_Information_

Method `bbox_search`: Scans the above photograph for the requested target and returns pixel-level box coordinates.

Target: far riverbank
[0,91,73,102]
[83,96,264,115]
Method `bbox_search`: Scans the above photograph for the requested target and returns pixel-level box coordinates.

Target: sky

---

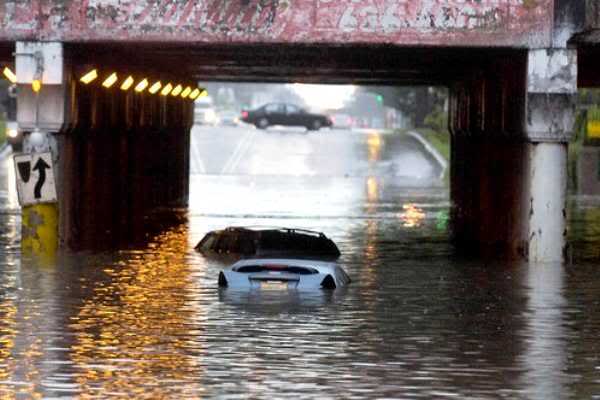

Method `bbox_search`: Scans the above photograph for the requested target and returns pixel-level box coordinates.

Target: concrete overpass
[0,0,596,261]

_Requirement_
Given the data above, transcribe exactly the lines from the one containing "Target: far riverbank" down to the one containing "Target: sky", and no others.

_Answer for this exercise_
Target: far riverbank
[0,91,73,102]
[83,96,264,115]
Method `bbox_search`: Scans the above photograph for the requested target and returns pixel-level box coordinates.

Target: sky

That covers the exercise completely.